_Set exercise_
Repeat each line of the material below exactly as it appears, minus any pictures.
+++
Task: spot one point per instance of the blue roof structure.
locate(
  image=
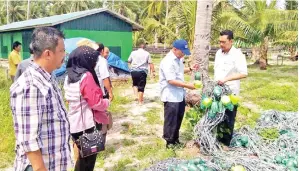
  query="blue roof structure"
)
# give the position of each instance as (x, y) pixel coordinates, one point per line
(58, 19)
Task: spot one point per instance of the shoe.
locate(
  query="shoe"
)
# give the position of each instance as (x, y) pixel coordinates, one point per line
(170, 145)
(179, 144)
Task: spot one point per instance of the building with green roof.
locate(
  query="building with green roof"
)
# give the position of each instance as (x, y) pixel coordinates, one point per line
(100, 25)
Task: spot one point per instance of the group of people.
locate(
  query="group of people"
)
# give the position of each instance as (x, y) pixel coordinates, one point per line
(44, 127)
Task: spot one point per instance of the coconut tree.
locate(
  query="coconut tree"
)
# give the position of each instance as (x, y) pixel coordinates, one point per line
(255, 19)
(16, 11)
(183, 17)
(2, 13)
(60, 7)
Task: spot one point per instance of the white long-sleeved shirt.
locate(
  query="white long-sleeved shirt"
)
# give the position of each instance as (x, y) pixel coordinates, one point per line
(227, 64)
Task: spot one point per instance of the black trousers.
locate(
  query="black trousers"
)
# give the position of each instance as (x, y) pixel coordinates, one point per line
(173, 117)
(86, 163)
(227, 127)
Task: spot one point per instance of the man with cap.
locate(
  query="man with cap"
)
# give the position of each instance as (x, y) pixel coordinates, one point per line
(140, 60)
(171, 79)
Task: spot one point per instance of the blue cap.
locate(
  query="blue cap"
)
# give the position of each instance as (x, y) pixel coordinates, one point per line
(182, 45)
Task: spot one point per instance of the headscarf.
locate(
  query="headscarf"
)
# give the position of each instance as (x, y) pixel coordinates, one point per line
(81, 60)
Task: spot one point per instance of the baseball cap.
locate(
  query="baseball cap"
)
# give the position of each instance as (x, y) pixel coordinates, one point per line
(182, 45)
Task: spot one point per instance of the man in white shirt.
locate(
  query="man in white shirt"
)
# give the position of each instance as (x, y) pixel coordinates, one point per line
(172, 86)
(140, 60)
(102, 72)
(230, 66)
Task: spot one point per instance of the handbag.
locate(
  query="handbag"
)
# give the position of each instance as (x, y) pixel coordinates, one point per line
(90, 143)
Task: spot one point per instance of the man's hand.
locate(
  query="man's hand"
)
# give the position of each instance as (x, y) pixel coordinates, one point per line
(190, 86)
(221, 82)
(153, 75)
(195, 67)
(36, 160)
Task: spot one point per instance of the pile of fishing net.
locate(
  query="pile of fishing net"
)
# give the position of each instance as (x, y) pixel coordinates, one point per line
(248, 149)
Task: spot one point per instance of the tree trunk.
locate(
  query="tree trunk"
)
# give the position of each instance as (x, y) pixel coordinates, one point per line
(201, 45)
(292, 51)
(156, 40)
(264, 52)
(166, 18)
(255, 54)
(202, 37)
(28, 9)
(7, 13)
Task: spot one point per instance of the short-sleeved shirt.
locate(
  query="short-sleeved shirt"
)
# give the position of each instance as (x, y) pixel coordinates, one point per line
(227, 64)
(40, 120)
(14, 59)
(139, 60)
(171, 68)
(102, 71)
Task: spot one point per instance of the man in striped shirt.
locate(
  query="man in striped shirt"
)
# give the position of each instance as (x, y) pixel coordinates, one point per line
(39, 115)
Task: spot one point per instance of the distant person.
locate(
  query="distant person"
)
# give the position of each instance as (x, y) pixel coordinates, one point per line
(229, 68)
(102, 72)
(42, 129)
(172, 84)
(106, 53)
(140, 60)
(24, 64)
(14, 59)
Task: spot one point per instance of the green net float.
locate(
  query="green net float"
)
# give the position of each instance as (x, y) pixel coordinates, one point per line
(244, 140)
(217, 91)
(278, 159)
(192, 167)
(238, 168)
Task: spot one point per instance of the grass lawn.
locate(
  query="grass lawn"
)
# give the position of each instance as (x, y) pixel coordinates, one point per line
(275, 88)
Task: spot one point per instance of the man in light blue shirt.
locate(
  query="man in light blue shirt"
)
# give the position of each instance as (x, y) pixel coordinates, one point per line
(171, 79)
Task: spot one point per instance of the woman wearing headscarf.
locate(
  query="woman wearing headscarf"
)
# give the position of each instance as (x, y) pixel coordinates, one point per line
(85, 99)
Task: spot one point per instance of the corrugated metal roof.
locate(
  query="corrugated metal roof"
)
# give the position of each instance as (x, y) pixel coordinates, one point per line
(58, 19)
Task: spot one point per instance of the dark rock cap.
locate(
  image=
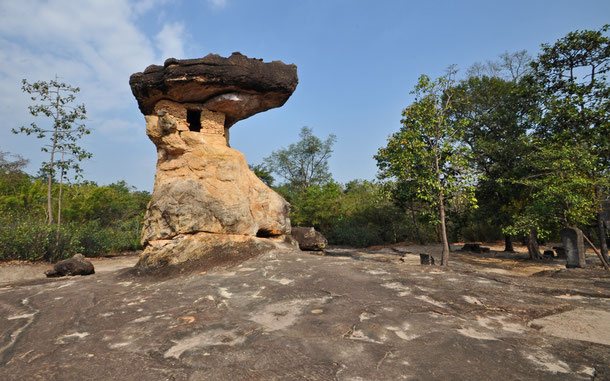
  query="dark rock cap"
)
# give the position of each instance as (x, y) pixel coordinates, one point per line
(237, 86)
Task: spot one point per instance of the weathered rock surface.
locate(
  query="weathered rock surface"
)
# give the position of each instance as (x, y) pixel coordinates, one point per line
(204, 188)
(238, 86)
(77, 265)
(309, 239)
(289, 315)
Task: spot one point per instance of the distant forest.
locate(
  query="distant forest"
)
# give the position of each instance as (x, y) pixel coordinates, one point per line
(510, 149)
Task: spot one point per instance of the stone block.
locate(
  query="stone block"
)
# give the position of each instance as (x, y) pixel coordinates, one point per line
(573, 244)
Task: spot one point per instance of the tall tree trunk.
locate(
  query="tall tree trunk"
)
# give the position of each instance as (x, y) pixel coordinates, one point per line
(532, 245)
(508, 243)
(445, 254)
(416, 225)
(51, 162)
(50, 185)
(603, 246)
(61, 184)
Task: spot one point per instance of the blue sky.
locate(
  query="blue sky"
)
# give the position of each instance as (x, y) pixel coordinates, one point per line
(357, 62)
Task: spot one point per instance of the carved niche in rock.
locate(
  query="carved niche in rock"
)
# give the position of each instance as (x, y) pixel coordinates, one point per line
(206, 201)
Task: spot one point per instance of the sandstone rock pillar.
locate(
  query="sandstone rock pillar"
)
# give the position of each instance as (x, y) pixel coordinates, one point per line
(206, 202)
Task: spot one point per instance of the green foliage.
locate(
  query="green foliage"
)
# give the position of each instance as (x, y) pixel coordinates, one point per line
(55, 102)
(568, 157)
(98, 219)
(263, 173)
(495, 114)
(303, 163)
(428, 154)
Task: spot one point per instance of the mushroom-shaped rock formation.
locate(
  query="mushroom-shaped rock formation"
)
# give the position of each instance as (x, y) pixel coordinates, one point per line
(206, 202)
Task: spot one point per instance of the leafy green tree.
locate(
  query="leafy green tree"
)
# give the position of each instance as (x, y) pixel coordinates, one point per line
(55, 102)
(304, 163)
(495, 114)
(263, 173)
(571, 79)
(428, 152)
+++
_Exercise result_
Task: spot one point per instance of the blue roof structure.
locate(
  image=
  query="blue roof structure"
)
# give the position of each instance as (x, y) pixel coordinates, one point per line
(58, 19)
Task: spot one point per instance of the shoe.
locate(
  query="shoe"
)
# give the position of each instance as (x, y) pixel coordinates, one point per line
(170, 145)
(179, 144)
Task: spot one point per instance of the building with green roof.
locate(
  query="building with green roof"
)
# give the position of each instance as (x, y) pixel coordinates, one point per line
(100, 25)
Task: spot one point per instance of the group of people.
locate(
  query="group of people"
)
# give the position of each instance as (x, y) pixel coordinates, one point per line
(44, 127)
Task: spot one point per instance of the coconut tree.
locate(
  query="coconut tree"
)
# give the position of each instance as (x, y) pixel coordinates, one point per line
(255, 19)
(16, 11)
(183, 17)
(2, 13)
(60, 7)
Task: spot one point per instance of the white long-sleeved shirt.
locate(
  query="white long-sleeved shirt"
)
# give the position of each instance as (x, y) pixel coordinates, one point per line
(227, 64)
Task: spot one point per instance of the black trousers.
locate(
  query="black trousers"
)
# give the position of each instance as (x, y) pixel coordinates, one point per line
(173, 117)
(86, 163)
(227, 127)
Task: spot one point per instance of the man with cap.
locate(
  query="man with cap"
)
# give the position of each instance as (x, y) pixel coordinates, one point per line
(140, 60)
(171, 79)
Task: spot one point per instance of the blue cap.
locate(
  query="blue cap"
)
# give the position of each instance as (x, y) pixel coordinates, one point per line
(182, 45)
Task: spot one point per instance of the headscarf.
locate(
  query="headscarf"
)
# give the position of each instance as (x, y) pixel coordinates, one point per line
(81, 60)
Task: spot one point per instance of the baseball cap.
locate(
  query="baseball cap"
)
# give the position of each instance as (x, y) pixel coordinates, one point per line
(182, 45)
Task: spot one point per instance of the man in white shirt.
locate(
  query="man in white shirt"
)
# give the position of each instance as (x, y) pixel coordinates, one point per line
(172, 86)
(140, 60)
(102, 72)
(230, 66)
Task: spot one point per instance of the handbag.
locate(
  query="handbag"
)
# give the position of each instance as (x, y) pixel coordinates, one point per line
(90, 143)
Task: spot one point per instance of the man's hand.
locate(
  query="man's hand"
)
# give the position of each instance as (x, y) pixel coordinates, one point per line
(190, 86)
(221, 82)
(153, 75)
(195, 67)
(36, 160)
Task: spot one point per instance of the pile of fishing net.
locate(
  query="pile of fishing net"
)
# give the position of each instance as (x, y) pixel coordinates, one point per line
(248, 149)
Task: spot one point per instance of the tree trunk.
locate(
  query="tree trunk"
)
# give the position of each instance as (x, y) pixel coordinates, one point per line
(201, 45)
(292, 51)
(156, 40)
(264, 52)
(166, 18)
(255, 54)
(202, 37)
(28, 9)
(7, 13)
Task: spot one point per instance of the short-sleeved shirt.
locate(
  query="short-sleeved shirt"
)
# give the position of each instance as (x, y) pixel coordinates, one point per line
(227, 64)
(40, 120)
(14, 59)
(139, 60)
(171, 68)
(102, 71)
Task: spot one point per instance of the man in striped shirt.
locate(
  query="man in striped shirt"
)
# give the position of each instance as (x, y) pixel coordinates, one point per line
(39, 115)
Task: spot one point per instance of the distant person.
locate(
  query="distant person"
)
# give the position of each instance as (x, y) pixel coordinates, one point per line
(229, 68)
(102, 72)
(42, 129)
(172, 84)
(106, 53)
(140, 60)
(24, 64)
(14, 59)
Task: spot one point per instance of the green net float.
locate(
  query="green net float"
)
# give the position of each instance as (x, y) pixel coordinates, one point per line
(244, 140)
(217, 91)
(278, 159)
(192, 167)
(238, 168)
Task: spot one point per instance of the grass lawn.
locate(
  query="grass lawn"
)
# give the position of each instance as (x, y) pixel coordinates, one point per line
(275, 88)
Task: spot one point per instance of the man in light blue shirt.
locate(
  query="man in light blue shirt"
)
# give the position of each instance as (x, y) pixel coordinates, one point per line
(171, 79)
Task: spot one point per instance of the woman wearing headscarf.
locate(
  query="woman wearing headscarf"
)
# give the position of each instance as (x, y) pixel coordinates, one point per line
(85, 99)
Task: spot one point per instance of the corrugated metal roof.
locate(
  query="corrugated metal roof"
)
# give the position of each instance as (x, y) pixel coordinates, one point per line
(58, 19)
Task: spot one point per instance of the dark rock cap.
locate(
  image=
  query="dark rock cap"
)
# give the position of each instance as (x, y) pixel coordinates, one point per line
(237, 86)
Task: spot one point per instance of the weathered rock surface.
locate(
  query="weathered rock surface"
)
# give the position of each instance as (x, y) pixel coordinates, one point per line
(204, 188)
(238, 86)
(77, 265)
(309, 239)
(289, 315)
Task: spot one point per instance of the distant forest.
locate(
  query="distant forest"
)
# give the position of each instance as (x, y) pixel coordinates, one point per line
(510, 149)
Task: spot one point per instance of the stone block.
locate(
  query="stone block"
)
# give the position of each instance as (x, y) pixel coordinates, one point per line
(573, 244)
Task: spot one point per instance of the tall tree trunk.
locate(
  query="tall tree trunk"
)
# give the position of each instance as (x, y) pixel coordinates, one point per line
(532, 245)
(508, 243)
(445, 254)
(416, 225)
(51, 162)
(50, 185)
(603, 246)
(61, 184)
Task: spot one point per instance of the blue sky.
locate(
  query="blue sky"
)
# give the position of each instance as (x, y) pixel coordinates, one point per line
(357, 62)
Task: spot one point per instance of the carved niche in rock.
locate(
  query="carved niche in rock"
)
# give the position of each instance as (x, y) pixel coordinates, one point per line
(206, 201)
Task: spot one point per instance of the sandstone rock pillar.
locate(
  query="sandstone rock pillar"
)
# give the position of each instance as (x, y) pixel coordinates, one point per line
(206, 202)
Task: spot one point per instance of the green foliage.
locate(
  query="green foliage"
)
# give the position of each instance as (x, y) pixel coordinates, one point per line
(55, 102)
(568, 157)
(98, 219)
(263, 173)
(495, 114)
(303, 163)
(428, 154)
Task: spot one point per instance of the mushroom-shaped rock formation.
locate(
  query="mushroom-shaped rock formation"
)
# give the position of each instance as (x, y) pixel coordinates, one point per line
(206, 202)
Task: spot one point per instance of the leafy green tree.
locate(
  query="leafy green tree"
)
# give the position of each instance as (x, y) pixel coordinates, one point per line
(55, 102)
(304, 163)
(495, 114)
(263, 173)
(571, 79)
(428, 152)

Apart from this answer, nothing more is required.